## Data shown
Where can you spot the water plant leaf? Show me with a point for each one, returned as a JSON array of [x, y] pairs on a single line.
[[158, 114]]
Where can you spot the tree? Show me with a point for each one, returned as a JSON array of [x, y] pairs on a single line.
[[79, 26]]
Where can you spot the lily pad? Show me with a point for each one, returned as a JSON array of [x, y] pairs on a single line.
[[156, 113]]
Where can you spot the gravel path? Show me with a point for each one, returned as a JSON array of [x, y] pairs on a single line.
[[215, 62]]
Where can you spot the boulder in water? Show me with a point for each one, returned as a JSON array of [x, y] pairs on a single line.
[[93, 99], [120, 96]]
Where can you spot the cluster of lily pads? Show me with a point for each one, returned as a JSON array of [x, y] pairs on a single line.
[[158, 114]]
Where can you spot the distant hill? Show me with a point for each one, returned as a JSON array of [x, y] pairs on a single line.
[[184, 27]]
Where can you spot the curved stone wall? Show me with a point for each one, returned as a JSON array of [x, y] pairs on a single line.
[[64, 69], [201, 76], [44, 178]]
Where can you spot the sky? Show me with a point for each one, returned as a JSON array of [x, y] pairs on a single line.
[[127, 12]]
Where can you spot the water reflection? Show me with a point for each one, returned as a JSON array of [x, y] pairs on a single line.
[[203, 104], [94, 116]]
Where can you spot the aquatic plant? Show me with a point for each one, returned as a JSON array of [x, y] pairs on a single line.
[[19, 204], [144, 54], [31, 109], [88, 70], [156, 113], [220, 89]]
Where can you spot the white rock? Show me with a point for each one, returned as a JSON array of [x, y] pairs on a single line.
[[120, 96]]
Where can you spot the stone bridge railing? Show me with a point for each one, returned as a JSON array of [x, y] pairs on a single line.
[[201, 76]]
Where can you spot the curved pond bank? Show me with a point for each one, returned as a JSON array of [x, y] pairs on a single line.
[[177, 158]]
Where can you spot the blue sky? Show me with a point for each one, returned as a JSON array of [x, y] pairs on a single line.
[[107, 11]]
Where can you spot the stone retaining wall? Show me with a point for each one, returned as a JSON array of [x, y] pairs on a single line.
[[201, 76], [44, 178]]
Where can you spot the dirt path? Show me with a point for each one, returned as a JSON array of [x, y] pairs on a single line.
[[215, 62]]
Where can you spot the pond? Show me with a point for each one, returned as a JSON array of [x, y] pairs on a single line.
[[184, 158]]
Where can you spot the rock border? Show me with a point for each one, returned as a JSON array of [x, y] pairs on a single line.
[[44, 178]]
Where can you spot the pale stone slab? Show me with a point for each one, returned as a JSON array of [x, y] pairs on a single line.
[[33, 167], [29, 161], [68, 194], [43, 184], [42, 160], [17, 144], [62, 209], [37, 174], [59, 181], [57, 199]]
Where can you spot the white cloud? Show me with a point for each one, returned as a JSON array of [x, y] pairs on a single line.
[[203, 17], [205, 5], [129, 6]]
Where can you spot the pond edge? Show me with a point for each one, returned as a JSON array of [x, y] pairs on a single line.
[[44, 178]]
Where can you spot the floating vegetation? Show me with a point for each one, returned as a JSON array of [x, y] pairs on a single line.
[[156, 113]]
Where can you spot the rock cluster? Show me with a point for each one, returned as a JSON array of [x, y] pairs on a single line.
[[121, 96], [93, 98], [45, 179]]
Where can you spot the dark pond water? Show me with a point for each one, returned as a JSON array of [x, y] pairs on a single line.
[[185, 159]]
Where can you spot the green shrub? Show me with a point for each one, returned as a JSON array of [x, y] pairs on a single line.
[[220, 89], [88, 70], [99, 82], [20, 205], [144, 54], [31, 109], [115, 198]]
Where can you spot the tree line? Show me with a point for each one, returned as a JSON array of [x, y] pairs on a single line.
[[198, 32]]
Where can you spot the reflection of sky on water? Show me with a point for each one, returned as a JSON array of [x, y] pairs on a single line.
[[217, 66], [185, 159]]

## Directions for this task
Precisely reproduce all the entries shown above.

## Answer to the exercise
Where can you spot the water plant leaf? Show me with a point for each one, returned as a JSON array of [x, y] pairs on a single line.
[[158, 114]]
Where can you spot the tree? Show me with a point for each one, returned as a JSON array of [x, y] pairs on a single line.
[[79, 26]]
Where can you spot the lily pad? Show me with a point for each one, returned as a JSON array of [x, y] pairs on a single line.
[[156, 113]]
Where can you spot the gravel path? Show me with a point for each one, returned as a JSON array of [x, y] pairs on a single line.
[[215, 62]]
Where can you spot the boulder in water? Show me with a point for each one, returned as a JSON array of [x, y] pairs on a single line.
[[93, 99], [120, 96]]
Where can you spot the cluster of lily pads? Show me with a point for each one, returned as a JSON array of [x, y] pairs on a single line.
[[158, 114]]
Where can you spot the distant hill? Show me with a point for each one, returned as a JSON array of [x, y] pairs on a single line.
[[184, 27]]
Where can you spot the curved stone wall? Show me with a point for each one, returned as a JSON array of [x, y] pairs on a single line.
[[64, 69], [201, 76], [44, 178]]
Where can you spot the sky? Show me with a point for each one, returned as a JSON array of [x, y] pairs on a single line.
[[127, 12]]
Where can you spot the water reflection? Show me with a point for each one, returned as a JSON array of [x, y] pairs on a single line.
[[203, 104], [94, 116]]
Where can you spot the aquatic plant? Show me with a point for each one, returned as a JSON array of [x, y] pairs on a single line.
[[19, 204], [144, 54], [31, 109], [88, 70], [156, 113], [220, 89]]
Where can you spot the white rock? Show me with a point for each one, returned as a JSON array of [x, y] pairs on a single line.
[[120, 96]]
Where can you spot the stone bridge railing? Show me with a point for each one, returned as a JSON array of [x, y] pairs on a single line.
[[201, 76]]
Where can you spot the curved pond bank? Show me with a point for each one, returned as a JSON array of [x, y] pairs on a single line.
[[177, 158]]
Where can you spot the blue sky? Show me with a point for each one, returned as a JSON array of [x, y] pairs on a single line.
[[107, 11]]
Where can you spot the stone retaining wall? Show me with a point for each one, returned as a JSON array of [x, y] pairs on a single line.
[[201, 76], [44, 178]]
Where can you spot the dirt path? Show me with a point for each one, returned as a JSON array of [x, y] pairs on a single line.
[[215, 62]]
Where can you spot the pond? Show me with a point for each one, returned as a JSON array of [x, y] pairs on a single line.
[[184, 158]]
Where can you spot the rock border? Show me with a point for each one, returned as a JSON array of [x, y] pairs on a single line.
[[44, 178]]
Where can you spot the pale stone slab? Show me with a point for each one, returned as a JSON array of [x, y] pairs on a single line.
[[33, 167], [29, 161], [68, 194], [43, 184], [42, 160], [17, 144], [62, 209], [37, 174], [59, 181], [57, 199]]
Where can you spot the white cloud? Show me with a point for each one, returned as a JSON array of [x, y] pairs on a single line.
[[203, 17], [205, 5], [129, 6]]
Where can you spot the pond edge? Show me with a point for each one, returned as a JSON array of [x, y] pairs on a single line.
[[44, 178]]
Where can you spot the floating vegetation? Show me with a point for each one, returned as a JSON array of [x, y] pairs on a single line.
[[156, 113]]
Where can you spot the rock cluster? Show me with a point for each one, returned as a JSON array of [x, y] pairs on a single line.
[[121, 96], [93, 98], [45, 179]]
Where can you spot the dark pond water? Show me with a point for each one, returned as a JSON array of [x, y] pairs on a single line.
[[185, 159]]
Where can you spot the green shrub? Show me with a point for each one, returned as a JSON array of [x, y] pairs on a single line.
[[220, 89], [88, 70], [99, 82], [20, 205], [144, 54], [31, 109], [115, 198]]
Where can you spot the tree line? Show me with a point for each one, returned as a JSON array of [x, y] pairs on a single line.
[[198, 32]]
Where can you spot the reflection of sky on water? Show me with a point for each one, returned as a JSON array of [x, y] pairs on a single line.
[[217, 66], [185, 159]]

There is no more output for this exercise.